* [Your task]: All of the entries need to be repeated exactly. Leave nothing out.

[Extracted information — start]

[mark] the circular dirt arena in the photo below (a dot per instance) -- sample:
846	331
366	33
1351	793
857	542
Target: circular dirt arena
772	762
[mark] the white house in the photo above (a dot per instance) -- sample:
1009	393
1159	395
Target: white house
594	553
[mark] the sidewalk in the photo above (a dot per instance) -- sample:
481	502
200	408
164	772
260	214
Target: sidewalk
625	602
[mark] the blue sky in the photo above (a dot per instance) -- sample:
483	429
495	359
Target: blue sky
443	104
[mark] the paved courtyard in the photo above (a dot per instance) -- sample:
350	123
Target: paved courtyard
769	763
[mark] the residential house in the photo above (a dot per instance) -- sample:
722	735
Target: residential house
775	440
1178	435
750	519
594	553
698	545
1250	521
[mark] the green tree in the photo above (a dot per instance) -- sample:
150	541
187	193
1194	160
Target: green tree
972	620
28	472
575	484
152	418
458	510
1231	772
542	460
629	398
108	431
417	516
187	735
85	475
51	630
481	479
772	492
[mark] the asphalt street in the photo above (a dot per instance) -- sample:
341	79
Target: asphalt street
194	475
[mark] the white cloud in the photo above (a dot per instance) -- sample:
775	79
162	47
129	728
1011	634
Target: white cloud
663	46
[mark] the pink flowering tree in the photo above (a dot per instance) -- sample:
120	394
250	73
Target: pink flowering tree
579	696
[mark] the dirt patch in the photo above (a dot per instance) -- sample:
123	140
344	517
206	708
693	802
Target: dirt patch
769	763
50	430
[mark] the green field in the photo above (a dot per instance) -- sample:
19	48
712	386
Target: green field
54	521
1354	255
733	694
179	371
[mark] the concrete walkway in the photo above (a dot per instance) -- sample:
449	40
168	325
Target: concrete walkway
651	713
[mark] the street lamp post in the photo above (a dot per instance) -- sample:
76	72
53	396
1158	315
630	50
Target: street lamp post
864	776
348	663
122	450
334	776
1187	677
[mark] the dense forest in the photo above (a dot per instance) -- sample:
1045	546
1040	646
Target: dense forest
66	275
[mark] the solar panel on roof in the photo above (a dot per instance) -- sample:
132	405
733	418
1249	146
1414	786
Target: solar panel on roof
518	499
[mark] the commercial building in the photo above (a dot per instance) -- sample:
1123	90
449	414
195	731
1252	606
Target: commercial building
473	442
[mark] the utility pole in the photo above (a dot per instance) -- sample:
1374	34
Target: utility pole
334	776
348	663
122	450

[Extracted information — finish]

* [Solution below]:
[mark] the circular dirt arena in the photo below (a dot per instance) -- sample:
846	331
366	33
1351	793
857	542
Target: circular dirt arena
772	762
[mark] the white house in the photo above (a dot per instance) -- sample:
1009	393
1159	395
Target: white house
594	553
[mark] the sidewalk in the photo above (a dot per instance) -- sample:
481	502
200	408
164	772
260	214
Target: sidewalk
625	602
[mark] the blue sky in the photo above (a dot per instance) -- sample:
483	429
495	359
Target: blue sky
443	104
[mark] the paved courtyard in the photo above (a dot per instance) -- sample:
350	123
Target: paved courtyard
769	763
[mark] the residential house in the photo above (a dot per instance) -- sample:
722	735
Target: residential house
775	440
1178	435
750	519
594	553
698	545
1250	521
[mark] the green tree in the photo above (a dot per instance) -- sample:
150	541
187	193
1194	160
Target: green tree
972	620
28	472
575	484
152	418
458	510
1231	772
542	460
629	398
108	431
417	516
187	735
85	475
51	630
481	479
772	492
[mark] the asphalt street in the photo above (a dot per instance) -- sample:
341	79
Target: asphalt street
194	475
[mark] the white cloud in the photo above (a dot per instance) -- sample:
775	79
162	47
129	728
1011	634
Target: white cloud
663	46
[mark] the pink flowering tree in the photo above (a dot per instance) -- sample:
120	394
250	73
Target: pink flowering tree
579	696
[mark] the dirt patch in the photo above (a dot per instance) -- sample:
123	140
344	517
206	708
693	802
Target: dirt patch
769	763
50	430
[mark] the green field in the photo above (a dot per instance) -- sample:
19	48
712	386
Target: green field
54	521
1354	255
733	694
179	371
[mark] the concrete walkway in the photo above (a dot per instance) -- sample:
449	40
168	325
Target: concrete walkway
651	713
[mark] the street lamp post in the photo above (a dot per instance) -- sample:
76	72
53	396
1158	315
630	50
Target: street lamp post
864	776
348	663
122	450
334	776
1187	677
[mark] the dense forest in the photo above (a dot per instance) -- sample:
1045	546
1040	646
Target: dense forest
66	275
[mark] the solar panel on roof in the photo above (a dot per instance) -- sample:
132	405
733	418
1249	146
1414	786
Target: solar panel on roof
518	499
[mark] the commercial building in the photo above (a dot per instance) -- sample:
1123	90
449	414
195	731
1252	606
Target: commercial building
473	442
[mark] the utility pole in the photo above (a dot per instance) -- sample:
1374	34
Target: utility pole
334	776
348	663
122	450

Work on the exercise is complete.